**What to do**
Lay out these lines as a numbered list, omitting any blank lines.

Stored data
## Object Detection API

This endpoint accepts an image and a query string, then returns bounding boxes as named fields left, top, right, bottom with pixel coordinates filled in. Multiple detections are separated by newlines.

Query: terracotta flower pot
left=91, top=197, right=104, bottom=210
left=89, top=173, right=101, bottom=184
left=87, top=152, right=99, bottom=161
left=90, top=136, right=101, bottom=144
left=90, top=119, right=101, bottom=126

**Exercise response**
1. ## Object Detection API
2. This endpoint accepts an image and a query string, then returns bounding boxes as named fields left, top, right, bottom with pixel coordinates filled in. Multiple detections are separated by newlines.
3. Query: terracotta flower pot
4. left=91, top=197, right=104, bottom=210
5. left=89, top=173, right=101, bottom=184
6. left=87, top=152, right=99, bottom=161
7. left=90, top=136, right=101, bottom=144
8. left=90, top=119, right=101, bottom=126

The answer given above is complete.